◆ **Given instruction 1**:
Which lines in the entries contain the word "truck"? Pick out each of those lines and copy it.

◆ **Selected passage**:
--- start ---

Leaning back in the swivel chair behind the desk in his long, angular office on the department's third floor last week, Wearing wonders aloud about the scandal's momentum. He speaks almost as much to the ceiling, or to himself, as in answer to questions.

How could this have happened without the chief knowing?

"Nobody picked up the phone and called me" with questions about the existence or whereabouts of this crucial witness statement, he claims. "North Haven [police]. Mike Dearington's office. My people. I'm thinking, we're solving cases. And this is going on two years."

What about regular staff meetings where the chief discusses the progress of open cases with his department heads?

"We had weekly meetings. It [the interview with the eyewitness] never came up once," Wearing insists.

Shaking his head, he wonders aloud about Keith Wortz. He's the patrol officer who spent two years complaining that higher-ranking officers were covering up a murder, the cop who finally went to prosecutor Dearington this year after his complaints got nowhere at 1 Union Ave.

Wortz had met with the chief a year earlier to discuss his complaints about the detective division, about Sullivan and Kendall. He wrote a formal internal complaint which allegedly mentioned the hidden eyewitness interview.

--- end ---

◆ **Given instruction 2**:
Reproduce word for word the part of the police scandal excerpt starting at "Shaking his head, he" and ending at "1 Union Ave.".

◆ **Records supplied**:
--- start ---

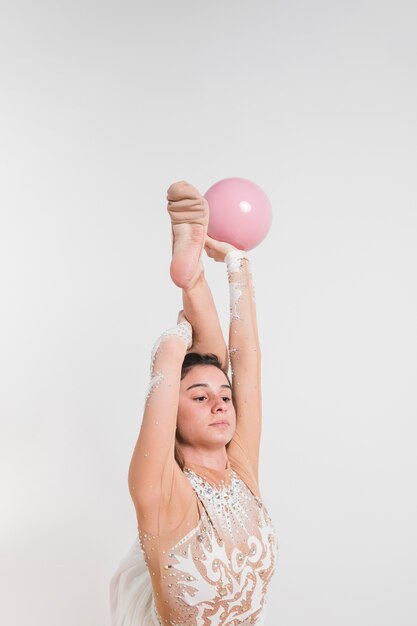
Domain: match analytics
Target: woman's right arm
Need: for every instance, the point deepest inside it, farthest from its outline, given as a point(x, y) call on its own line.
point(154, 451)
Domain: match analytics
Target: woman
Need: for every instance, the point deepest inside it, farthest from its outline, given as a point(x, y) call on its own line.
point(206, 537)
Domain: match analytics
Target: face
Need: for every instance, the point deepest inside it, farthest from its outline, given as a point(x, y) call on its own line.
point(205, 398)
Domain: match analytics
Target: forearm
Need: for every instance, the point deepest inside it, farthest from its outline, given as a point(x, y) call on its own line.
point(200, 311)
point(243, 331)
point(156, 438)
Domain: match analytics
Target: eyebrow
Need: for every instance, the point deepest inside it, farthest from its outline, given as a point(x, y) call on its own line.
point(204, 385)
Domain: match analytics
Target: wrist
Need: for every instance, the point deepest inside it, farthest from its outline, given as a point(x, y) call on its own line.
point(233, 260)
point(180, 338)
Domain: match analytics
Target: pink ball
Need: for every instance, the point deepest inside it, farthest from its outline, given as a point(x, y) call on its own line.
point(240, 212)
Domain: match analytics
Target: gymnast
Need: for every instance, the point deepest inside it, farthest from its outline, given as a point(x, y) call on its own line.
point(205, 535)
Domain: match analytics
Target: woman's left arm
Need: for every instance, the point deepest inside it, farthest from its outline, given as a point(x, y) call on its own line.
point(244, 351)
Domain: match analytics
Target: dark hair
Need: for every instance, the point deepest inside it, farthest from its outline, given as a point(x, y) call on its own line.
point(192, 359)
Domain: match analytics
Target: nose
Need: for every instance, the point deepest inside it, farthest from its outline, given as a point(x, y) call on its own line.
point(219, 406)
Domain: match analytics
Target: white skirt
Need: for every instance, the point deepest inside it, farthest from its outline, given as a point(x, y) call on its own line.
point(131, 597)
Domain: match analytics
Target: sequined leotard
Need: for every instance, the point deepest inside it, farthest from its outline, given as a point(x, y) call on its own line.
point(206, 535)
point(216, 566)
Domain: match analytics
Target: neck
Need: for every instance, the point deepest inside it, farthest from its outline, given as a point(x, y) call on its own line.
point(213, 459)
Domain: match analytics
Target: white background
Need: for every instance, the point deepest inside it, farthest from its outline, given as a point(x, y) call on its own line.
point(103, 105)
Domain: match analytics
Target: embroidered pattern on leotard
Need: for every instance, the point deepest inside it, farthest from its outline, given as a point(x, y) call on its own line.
point(219, 572)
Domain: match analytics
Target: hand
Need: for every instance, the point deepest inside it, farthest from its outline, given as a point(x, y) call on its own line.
point(181, 317)
point(217, 250)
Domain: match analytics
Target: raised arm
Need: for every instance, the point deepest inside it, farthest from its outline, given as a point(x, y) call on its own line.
point(200, 311)
point(153, 461)
point(244, 351)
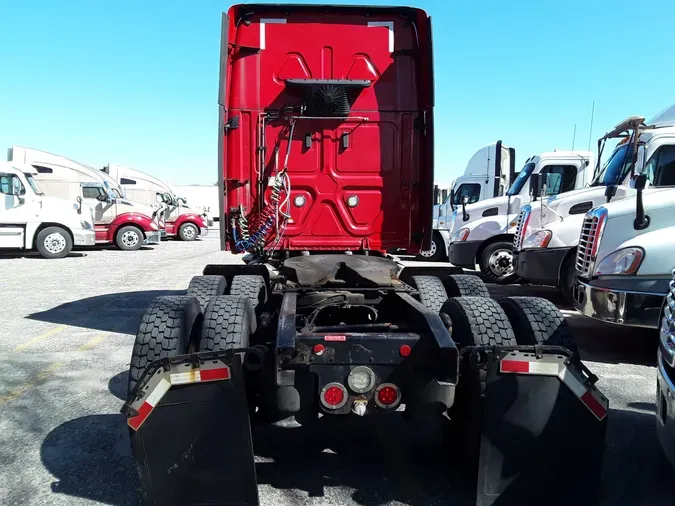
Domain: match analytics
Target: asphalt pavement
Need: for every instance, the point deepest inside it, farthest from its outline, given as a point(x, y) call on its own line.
point(66, 332)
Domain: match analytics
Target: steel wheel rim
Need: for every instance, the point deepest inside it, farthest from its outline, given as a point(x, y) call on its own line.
point(130, 238)
point(189, 231)
point(501, 262)
point(55, 243)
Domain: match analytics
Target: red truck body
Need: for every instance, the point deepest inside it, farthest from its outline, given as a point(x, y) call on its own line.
point(380, 153)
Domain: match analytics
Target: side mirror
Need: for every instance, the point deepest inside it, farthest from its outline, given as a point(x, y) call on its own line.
point(641, 221)
point(535, 189)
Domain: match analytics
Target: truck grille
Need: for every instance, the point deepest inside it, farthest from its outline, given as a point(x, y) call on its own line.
point(668, 322)
point(589, 238)
point(519, 236)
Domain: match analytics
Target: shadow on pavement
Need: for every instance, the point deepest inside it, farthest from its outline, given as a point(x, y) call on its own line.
point(115, 312)
point(118, 385)
point(90, 457)
point(635, 470)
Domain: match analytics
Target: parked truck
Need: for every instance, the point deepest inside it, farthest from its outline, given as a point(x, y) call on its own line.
point(488, 174)
point(117, 221)
point(547, 233)
point(180, 220)
point(321, 321)
point(30, 220)
point(482, 233)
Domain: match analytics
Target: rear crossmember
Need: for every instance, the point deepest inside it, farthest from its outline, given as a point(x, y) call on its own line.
point(272, 349)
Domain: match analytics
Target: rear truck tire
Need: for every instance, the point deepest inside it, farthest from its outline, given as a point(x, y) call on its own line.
point(129, 238)
point(54, 242)
point(168, 328)
point(188, 232)
point(228, 323)
point(496, 262)
point(567, 274)
point(538, 321)
point(436, 252)
point(251, 286)
point(476, 321)
point(204, 288)
point(431, 290)
point(465, 285)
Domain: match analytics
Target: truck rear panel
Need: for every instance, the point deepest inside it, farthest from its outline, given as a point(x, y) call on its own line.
point(376, 148)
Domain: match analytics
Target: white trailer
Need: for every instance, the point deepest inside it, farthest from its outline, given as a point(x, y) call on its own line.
point(30, 220)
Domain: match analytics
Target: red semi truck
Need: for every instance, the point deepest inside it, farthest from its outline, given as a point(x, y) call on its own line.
point(325, 162)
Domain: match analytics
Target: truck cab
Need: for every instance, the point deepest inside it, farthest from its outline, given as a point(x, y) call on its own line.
point(547, 235)
point(117, 221)
point(180, 220)
point(31, 220)
point(482, 233)
point(624, 258)
point(487, 175)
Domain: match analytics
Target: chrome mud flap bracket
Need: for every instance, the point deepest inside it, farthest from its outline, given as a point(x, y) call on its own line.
point(190, 432)
point(542, 425)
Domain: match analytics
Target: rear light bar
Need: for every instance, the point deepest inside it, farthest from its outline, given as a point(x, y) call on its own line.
point(177, 374)
point(528, 363)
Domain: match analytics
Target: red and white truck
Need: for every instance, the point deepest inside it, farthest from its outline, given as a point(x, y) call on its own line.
point(129, 225)
point(180, 220)
point(326, 161)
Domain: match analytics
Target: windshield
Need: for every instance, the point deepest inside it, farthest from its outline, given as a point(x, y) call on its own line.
point(617, 167)
point(33, 184)
point(520, 181)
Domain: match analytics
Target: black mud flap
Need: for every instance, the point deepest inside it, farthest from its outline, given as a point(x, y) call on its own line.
point(190, 432)
point(537, 424)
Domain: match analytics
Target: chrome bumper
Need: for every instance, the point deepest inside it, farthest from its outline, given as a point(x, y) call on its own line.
point(665, 410)
point(84, 238)
point(154, 237)
point(635, 309)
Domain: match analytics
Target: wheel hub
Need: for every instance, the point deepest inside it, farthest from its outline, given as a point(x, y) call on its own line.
point(130, 238)
point(55, 243)
point(501, 262)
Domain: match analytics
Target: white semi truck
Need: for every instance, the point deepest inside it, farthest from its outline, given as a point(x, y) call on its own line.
point(482, 233)
point(180, 220)
point(488, 174)
point(117, 221)
point(30, 220)
point(546, 238)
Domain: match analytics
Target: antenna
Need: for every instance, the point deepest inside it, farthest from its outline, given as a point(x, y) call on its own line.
point(590, 132)
point(574, 136)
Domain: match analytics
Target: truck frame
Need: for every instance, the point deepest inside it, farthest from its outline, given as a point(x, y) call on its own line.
point(321, 322)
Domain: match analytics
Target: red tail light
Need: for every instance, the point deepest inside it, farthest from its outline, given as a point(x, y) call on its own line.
point(387, 395)
point(334, 396)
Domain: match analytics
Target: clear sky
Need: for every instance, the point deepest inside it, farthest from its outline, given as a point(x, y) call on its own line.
point(135, 82)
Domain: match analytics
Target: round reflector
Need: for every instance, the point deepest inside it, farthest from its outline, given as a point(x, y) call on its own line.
point(387, 395)
point(334, 396)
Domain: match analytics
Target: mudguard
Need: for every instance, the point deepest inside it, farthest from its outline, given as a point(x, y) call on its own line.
point(190, 432)
point(143, 221)
point(542, 426)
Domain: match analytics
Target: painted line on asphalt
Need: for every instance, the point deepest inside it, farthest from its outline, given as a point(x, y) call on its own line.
point(39, 338)
point(44, 375)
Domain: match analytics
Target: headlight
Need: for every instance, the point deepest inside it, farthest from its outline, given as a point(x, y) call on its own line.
point(621, 262)
point(539, 239)
point(460, 235)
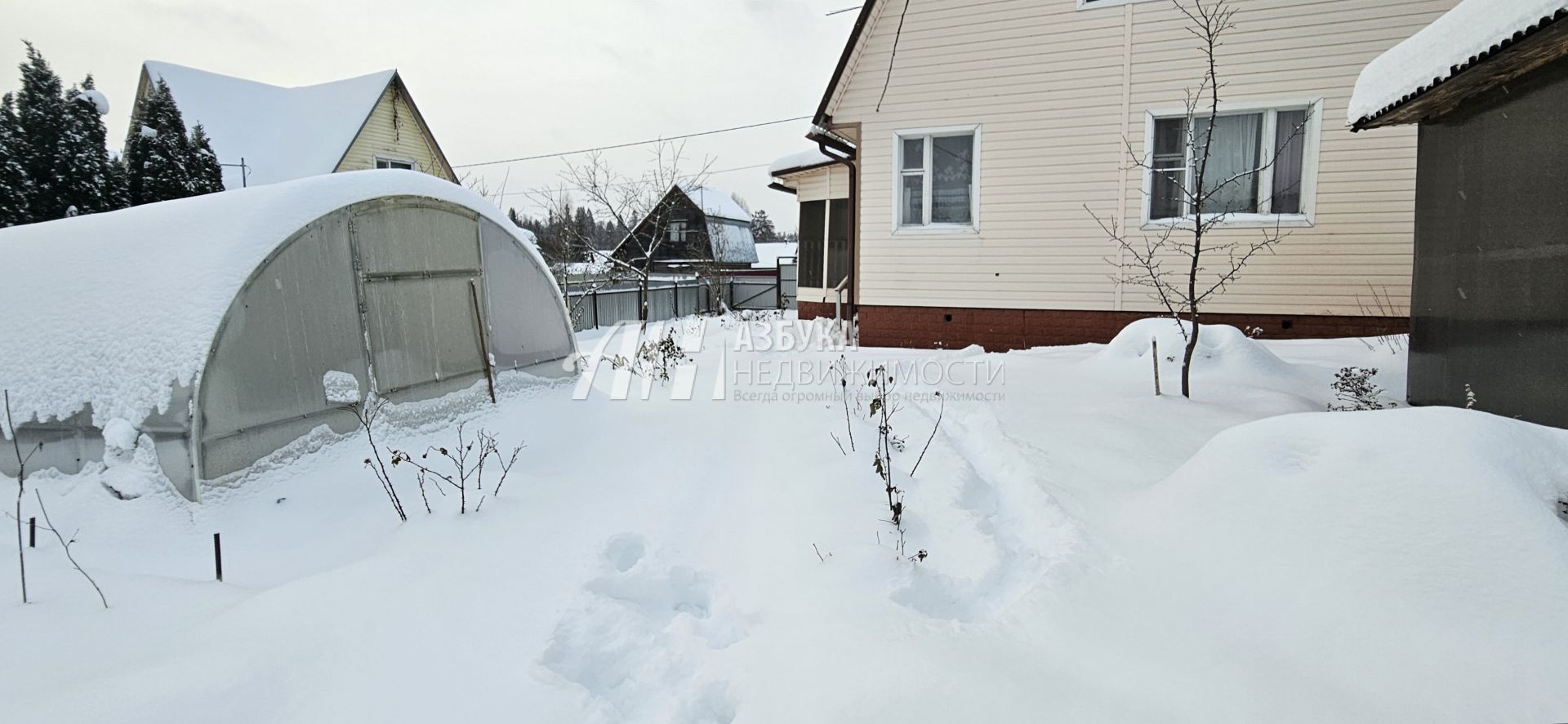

--- end ---

◆ **Complete response 1**:
Target: red truck body
Target: truck grille
Target: parked truck
Target: rear truck tire
Target: truck rear panel
Target: red semi truck
Target: truck cab
Target: red and white truck
Target: white semi truck
Target: truck frame

◆ **Complete response 2**:
Shaking his head, he wonders aloud about Keith Wortz. He's the patrol officer who spent two years complaining that higher-ranking officers were covering up a murder, the cop who finally went to prosecutor Dearington this year after his complaints got nowhere at 1 Union Ave.